■ EXCERPTED TEXT
════════════════
Sound of Lies is the fifth studio album by American rock band The Jayhawks. It peaked at number 112 on the Billboard 200.

With the departure of Mark Olson, Gary Louris became the principal songwriter for Sound of Lies, with an occasional co-write with bassist Marc Perlman. New drummer Tim O'Reagan also contributed "Bottomless Cup".

Reception

Sara Scribner of the Los Angeles Times felt that Sound of Lies was the work of the band "still reaching to discover what it is" in the wake of Mark Olson's departure, though noting that "despite battling emotions, muddled messages and elusive experimentation, this is still a brave album." David Browne of Entertainment Weekly wrote that while "the music can still have a breathtaking, across-the-great-divide sweep", the album as a whole "is caught between two worlds — it's a little bit wimpy country, a little bit wimpy rock & roll — and ends up lacking the power of either." Robert Christgau of The Village Voice assigned it a "dud" rating, indicating "a bad record whose details rarely merit further thought."
════════════════
■ SHORT PROBLEM
Can you continue the piece above on The Jayhawks' album Sound of Lies, starting right after its last sentence?

■ DATA BLOCK
════════════════
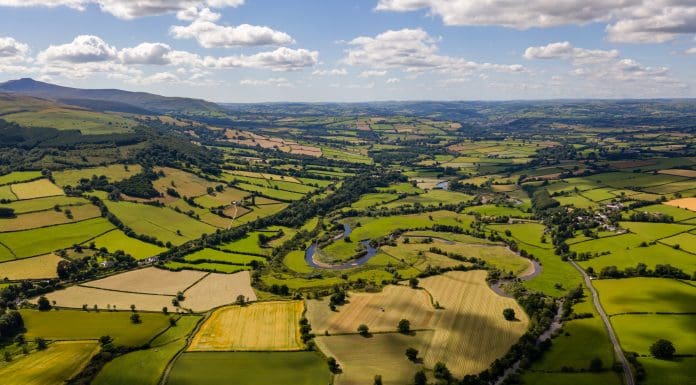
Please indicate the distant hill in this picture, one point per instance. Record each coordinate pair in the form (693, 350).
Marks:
════════════════
■ SOLVED EXERCISE
In a retrospective review for AllMusic, critic Thom Owen called Sound of Lies "the band's most ambitious album to date" and felt that Louris' lyrics "have a naked, emotional honesty which would have been more affecting if the music echoed its sentiment, yet the record still has a subtle grace and power, proving that the Jayhawks remain a distinctive band without Olson."

Track listing
All songs written by Gary Louris, unless otherwise noted.
 "The Man Who Loved Life" – 5:00
 "Think About It" (Louris, Marc Perlman) – 5:37
 "Trouble" (Perlman, Louris) – 4:50
 "It's Up to You" – 3:38
 "Stick in the Mud" – 3:34
 "Big Star" – 4:25
 "Poor Little Fish" – 3:56
 "Sixteen Down" – 5:23
 "Haywire" – 5:21
 "Dying on the Vine" (Louris, Perlman) – 5:52
 "Bottomless Cup" (Tim O'Reagan) – 4:14
 "Sound of Lies" – 3:56

European CD bonus track
 "I Hear You Cry" – 3:48 (Perlman)

2014 expanded reissue bonus tracks
 "I Hear You Cry" – 3:48 (Perlman)
 "Sleepyhead" – 3:29 (B-side of "Big Star" single)
 "Kirby's Tune" – 5:34 (Kraig Johnson, Louris, Perlman, Karen Grotberg, O'Reagan) (studio outtake – previously unreleased)
 "It's Up to You" – 3:37 (alternate version – previously unreleased)
 "Sound of Lies" – 4:24 (rough mix – previously unreleased)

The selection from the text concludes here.